**Source data**
────────────────────────────────────────
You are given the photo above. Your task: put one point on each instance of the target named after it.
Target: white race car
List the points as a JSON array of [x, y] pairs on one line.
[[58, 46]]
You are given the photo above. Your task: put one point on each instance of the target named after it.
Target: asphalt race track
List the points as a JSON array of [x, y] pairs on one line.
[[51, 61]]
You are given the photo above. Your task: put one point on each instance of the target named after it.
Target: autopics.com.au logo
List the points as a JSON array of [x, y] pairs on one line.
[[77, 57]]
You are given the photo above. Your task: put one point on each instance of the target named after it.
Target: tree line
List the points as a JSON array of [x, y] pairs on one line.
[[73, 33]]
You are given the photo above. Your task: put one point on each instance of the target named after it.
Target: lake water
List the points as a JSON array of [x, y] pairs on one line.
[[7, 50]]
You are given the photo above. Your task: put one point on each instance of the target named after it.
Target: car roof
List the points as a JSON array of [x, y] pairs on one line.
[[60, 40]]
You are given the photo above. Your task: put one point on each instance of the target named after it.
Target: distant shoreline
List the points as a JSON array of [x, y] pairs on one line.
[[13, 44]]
────────────────────────────────────────
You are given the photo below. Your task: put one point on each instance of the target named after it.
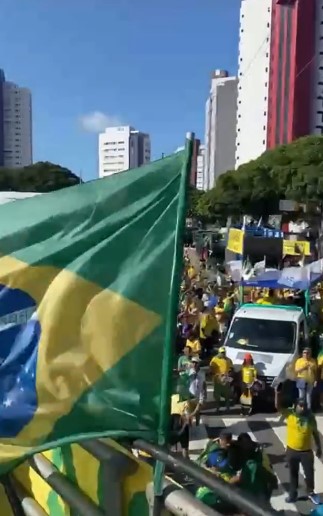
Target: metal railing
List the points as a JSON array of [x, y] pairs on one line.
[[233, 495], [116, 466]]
────────────────────────────────────────
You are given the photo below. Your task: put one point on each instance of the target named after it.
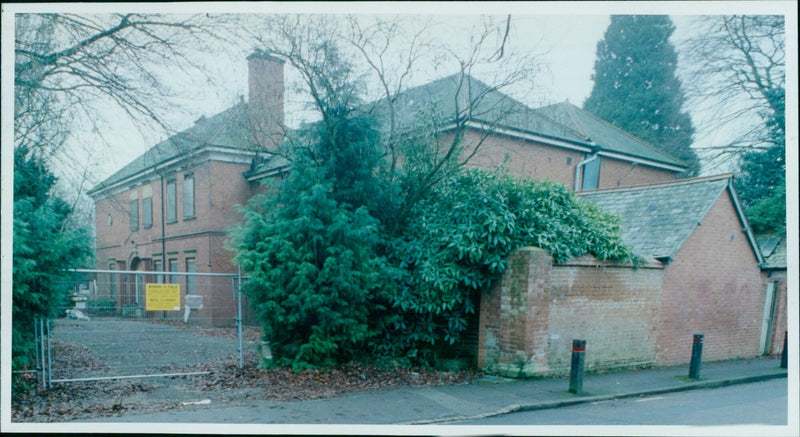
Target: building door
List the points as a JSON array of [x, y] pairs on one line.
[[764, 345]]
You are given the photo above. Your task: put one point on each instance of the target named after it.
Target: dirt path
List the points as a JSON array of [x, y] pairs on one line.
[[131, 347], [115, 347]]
────────────────────────────────────────
**Task statement**
If a line in the entries includes the word "race", copy that line out.

**Answer to the problem**
Target: white race car
Target: asphalt race track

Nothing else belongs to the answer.